Records to process START

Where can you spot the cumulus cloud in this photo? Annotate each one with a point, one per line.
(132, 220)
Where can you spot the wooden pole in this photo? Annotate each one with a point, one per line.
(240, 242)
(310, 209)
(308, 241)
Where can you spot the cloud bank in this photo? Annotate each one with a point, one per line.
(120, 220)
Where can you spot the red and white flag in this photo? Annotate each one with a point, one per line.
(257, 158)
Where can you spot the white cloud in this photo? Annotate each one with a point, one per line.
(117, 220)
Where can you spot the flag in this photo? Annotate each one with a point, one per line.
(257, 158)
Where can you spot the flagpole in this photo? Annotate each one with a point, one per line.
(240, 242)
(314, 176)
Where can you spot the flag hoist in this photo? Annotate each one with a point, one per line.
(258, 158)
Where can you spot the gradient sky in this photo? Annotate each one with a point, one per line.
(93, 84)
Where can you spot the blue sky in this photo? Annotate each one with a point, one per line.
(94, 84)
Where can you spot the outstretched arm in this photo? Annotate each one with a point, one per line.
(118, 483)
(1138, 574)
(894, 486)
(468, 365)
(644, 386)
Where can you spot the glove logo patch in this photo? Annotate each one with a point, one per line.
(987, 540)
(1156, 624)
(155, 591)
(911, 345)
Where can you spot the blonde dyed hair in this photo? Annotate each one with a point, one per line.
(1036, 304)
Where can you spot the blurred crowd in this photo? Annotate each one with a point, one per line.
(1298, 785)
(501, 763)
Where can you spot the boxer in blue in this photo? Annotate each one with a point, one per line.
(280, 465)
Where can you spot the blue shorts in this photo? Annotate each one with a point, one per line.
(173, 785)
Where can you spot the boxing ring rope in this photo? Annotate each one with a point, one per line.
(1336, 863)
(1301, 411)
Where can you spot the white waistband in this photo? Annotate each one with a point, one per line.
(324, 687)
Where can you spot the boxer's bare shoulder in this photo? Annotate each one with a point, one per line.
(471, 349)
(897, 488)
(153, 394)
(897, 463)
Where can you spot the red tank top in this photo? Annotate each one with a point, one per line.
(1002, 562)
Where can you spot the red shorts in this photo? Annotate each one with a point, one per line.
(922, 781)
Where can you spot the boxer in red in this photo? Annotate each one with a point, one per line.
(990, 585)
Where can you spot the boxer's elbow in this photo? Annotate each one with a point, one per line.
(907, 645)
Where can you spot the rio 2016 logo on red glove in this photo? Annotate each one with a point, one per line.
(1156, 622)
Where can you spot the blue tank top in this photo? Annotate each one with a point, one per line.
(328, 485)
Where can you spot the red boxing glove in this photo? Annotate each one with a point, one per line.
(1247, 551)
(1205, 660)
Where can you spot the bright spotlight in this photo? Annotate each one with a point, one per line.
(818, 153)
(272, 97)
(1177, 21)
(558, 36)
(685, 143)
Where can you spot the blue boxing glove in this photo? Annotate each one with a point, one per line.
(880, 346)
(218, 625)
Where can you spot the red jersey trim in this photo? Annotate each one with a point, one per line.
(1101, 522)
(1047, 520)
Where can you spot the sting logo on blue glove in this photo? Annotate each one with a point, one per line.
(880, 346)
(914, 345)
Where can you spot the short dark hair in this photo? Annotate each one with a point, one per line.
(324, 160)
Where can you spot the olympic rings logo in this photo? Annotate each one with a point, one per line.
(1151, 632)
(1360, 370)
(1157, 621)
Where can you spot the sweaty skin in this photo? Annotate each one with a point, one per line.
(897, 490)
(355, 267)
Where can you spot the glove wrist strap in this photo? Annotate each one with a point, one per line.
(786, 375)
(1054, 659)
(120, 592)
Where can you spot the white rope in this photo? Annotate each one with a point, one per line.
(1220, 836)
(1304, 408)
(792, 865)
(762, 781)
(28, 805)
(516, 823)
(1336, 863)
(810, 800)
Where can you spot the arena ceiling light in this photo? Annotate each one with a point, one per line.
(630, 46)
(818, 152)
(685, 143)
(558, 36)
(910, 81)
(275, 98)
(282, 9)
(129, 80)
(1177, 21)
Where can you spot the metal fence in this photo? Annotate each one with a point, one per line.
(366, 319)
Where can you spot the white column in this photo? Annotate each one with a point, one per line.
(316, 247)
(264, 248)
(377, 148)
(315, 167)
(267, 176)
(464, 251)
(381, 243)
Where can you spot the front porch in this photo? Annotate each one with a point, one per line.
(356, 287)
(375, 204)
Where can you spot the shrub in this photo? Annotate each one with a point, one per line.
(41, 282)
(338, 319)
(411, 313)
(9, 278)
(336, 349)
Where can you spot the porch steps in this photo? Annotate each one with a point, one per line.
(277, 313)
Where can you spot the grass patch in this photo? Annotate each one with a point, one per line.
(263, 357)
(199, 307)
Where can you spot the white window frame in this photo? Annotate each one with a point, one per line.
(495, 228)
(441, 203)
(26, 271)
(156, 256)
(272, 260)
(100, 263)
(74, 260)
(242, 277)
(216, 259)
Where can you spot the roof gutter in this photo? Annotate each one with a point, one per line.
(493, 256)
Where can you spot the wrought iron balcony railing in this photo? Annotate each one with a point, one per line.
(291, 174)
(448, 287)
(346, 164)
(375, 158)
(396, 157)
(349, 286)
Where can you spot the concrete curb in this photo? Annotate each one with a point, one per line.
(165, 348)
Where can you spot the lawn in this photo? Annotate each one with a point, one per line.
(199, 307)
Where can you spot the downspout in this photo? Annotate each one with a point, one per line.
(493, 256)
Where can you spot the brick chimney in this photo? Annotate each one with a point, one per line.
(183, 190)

Records to process END

The task: In full and without error, restate the data.

Solution to this exercise:
Where can you spot the cumulus cloud in this photo? Annotate each one with a point, one per line.
(132, 220)
Where can you spot the wooden pole in this photo? Annotate each one with a point, one per line.
(240, 242)
(310, 209)
(308, 241)
Where can you spot the cloud bank in this photo? Annotate each one with a point, one per line.
(120, 220)
Where can you spot the red and white flag in this photo? Annotate each one with a point, one per line.
(257, 158)
Where can you spot the white cloud in this photo? Annotate each one with a point, one per line.
(117, 220)
Where can you spot the flag in this photo? Annotate each one with a point, one per line.
(257, 158)
Where can you spot the flagpole in this photo? Annotate each one with a point, one per line.
(240, 242)
(314, 176)
Where can you spot the flag hoist in this photo? Annotate each one with a point, one per line.
(258, 158)
Where can you spot the gradient sky in this photo? Annotate each one with a point, one per line.
(93, 84)
Where can you spot the blue sky in this photo? Annotate each one with a point, one per line.
(94, 84)
Where can you spot the outstretched arm in this photo? Annotate each one with a point, one per line.
(118, 483)
(1138, 574)
(894, 486)
(468, 365)
(644, 386)
Where can you spot the glove logo patch in this photo? Annotate each one with a point, one per line.
(987, 540)
(1156, 624)
(155, 591)
(911, 345)
Where can you spot the blonde dyed hair in this photo? Annotate each one with a point, one per line.
(1036, 304)
Where can you spot the blurred crowd in this photo? Annotate each one with a point, one per line.
(1298, 785)
(501, 763)
Where can you spot the boxer in blue in this photo? Annotate each one with a point, one per line.
(280, 465)
Where can you spot the blue shorts in this photo? Annotate each one with a point, one per line.
(173, 785)
Where can you spot the boxing ring rope in this photo? Annotate each one with a point, one per line.
(1336, 863)
(1301, 411)
Where can you spot the white waistband in this photo? Annotate each one with a point, one per line.
(324, 687)
Where can you spot the boxer's bare shoulder in this photo? Annotate each one with a point, one per line.
(471, 349)
(897, 488)
(153, 394)
(897, 463)
Where can you spot the red tank top in this photo? Annotate each one with a point, one per line.
(1002, 562)
Where can you spot the red shorts in this photo? Annotate each one with a point, one per line.
(922, 781)
Where can you spot the boxer in red in this photo? Annotate each one with a point, one per line.
(990, 585)
Where can you spot the boxer's elbow in this photo? Annotate each one with a point, one per line.
(907, 645)
Where can you spot the rio 2016 logo on red glove in this photo? Annotate each one with a point, one per line.
(1156, 622)
Where can you spot the blue tank top in this photo? Annotate each one with a point, one per line.
(328, 485)
Where can you spot the red boxing glove in this photo? Annotate each one with a point, one per line.
(1247, 551)
(1205, 660)
Where can you spot the bright spotlight in this photo? Annotate each one with a point, one per line.
(818, 153)
(272, 97)
(1177, 21)
(558, 36)
(685, 143)
Where can you spot the blue boxing glove in this photo? Annotate each one with a point, one per line.
(880, 346)
(218, 625)
Where can you spot the red jersey trim in this photo? Annotate each one with a point, one per line.
(1101, 522)
(1047, 520)
Where can you spot the sting logo on blue glove in this photo? Annotate each one with a point, one per line.
(880, 346)
(914, 345)
Where can you spot the short dark hair in this photo? Annotate each one with a point, one per line.
(324, 160)
Where can you spot the olympic rings logo in this photo? Annotate each one with a point, one per line.
(1151, 632)
(1360, 370)
(1157, 621)
Where can you spot the sweaty skin in this photo? Annotate each one with a point, one per line.
(897, 490)
(355, 267)
Where can you spot the glove wrist strap in this photo? Annotate each one with a point, one per line.
(786, 375)
(1054, 659)
(120, 592)
Where can you spot the white rope in this photo? Annotate each one with a point, one per line.
(1220, 836)
(1304, 408)
(792, 865)
(762, 781)
(28, 805)
(516, 823)
(1336, 863)
(810, 800)
Where can you spot the arena ceiling light in this photo? Annotate each one with a point, one per line.
(630, 46)
(818, 152)
(685, 143)
(558, 36)
(910, 81)
(275, 98)
(282, 9)
(129, 80)
(1177, 21)
Where can you spot the metal fence in this photo? Annotate each one with a point, one per line.
(366, 319)
Where can you spot the white column in this photo? Annotate each one with a point, one per line.
(316, 247)
(264, 248)
(377, 148)
(315, 167)
(267, 176)
(464, 251)
(381, 243)
Where can you spot the front porch in this photo? Annotate each one with a point, one per line.
(356, 287)
(375, 204)
Where can you spot the shrub in this photo? Annotate each one with a point, one per line.
(41, 282)
(338, 319)
(411, 313)
(9, 278)
(336, 349)
Where can you spot the porch steps in this photo? Annotate each one with a point, one per line.
(277, 313)
Where can you spot the grass patch in this photo? Annotate each one with a point, one per line.
(263, 357)
(199, 307)
Where can you spot the white window frame in this photo? Annotate each one with a point, one per line.
(495, 228)
(441, 203)
(26, 271)
(156, 256)
(272, 260)
(100, 263)
(74, 260)
(242, 277)
(216, 259)
Where can you spot the roof gutter in this photo? Annotate each one with a point, one per line.
(493, 256)
Where can you spot the wrought iron balcony railing in this photo? Annotate each one with a point, one per line.
(291, 174)
(448, 287)
(346, 164)
(375, 158)
(396, 157)
(349, 286)
Where can you spot the concrete curb in this photo? Annotate each one with a point, one per line.
(165, 348)
Where can you spot the lawn in this photo? Annotate each one with a point, one per line.
(199, 307)
Where can you spot the downspout in this photo? Annotate each one with a point, one per line.
(493, 256)
Where can you spot the brick chimney in this photo? Annotate each one with a point, one per line.
(183, 190)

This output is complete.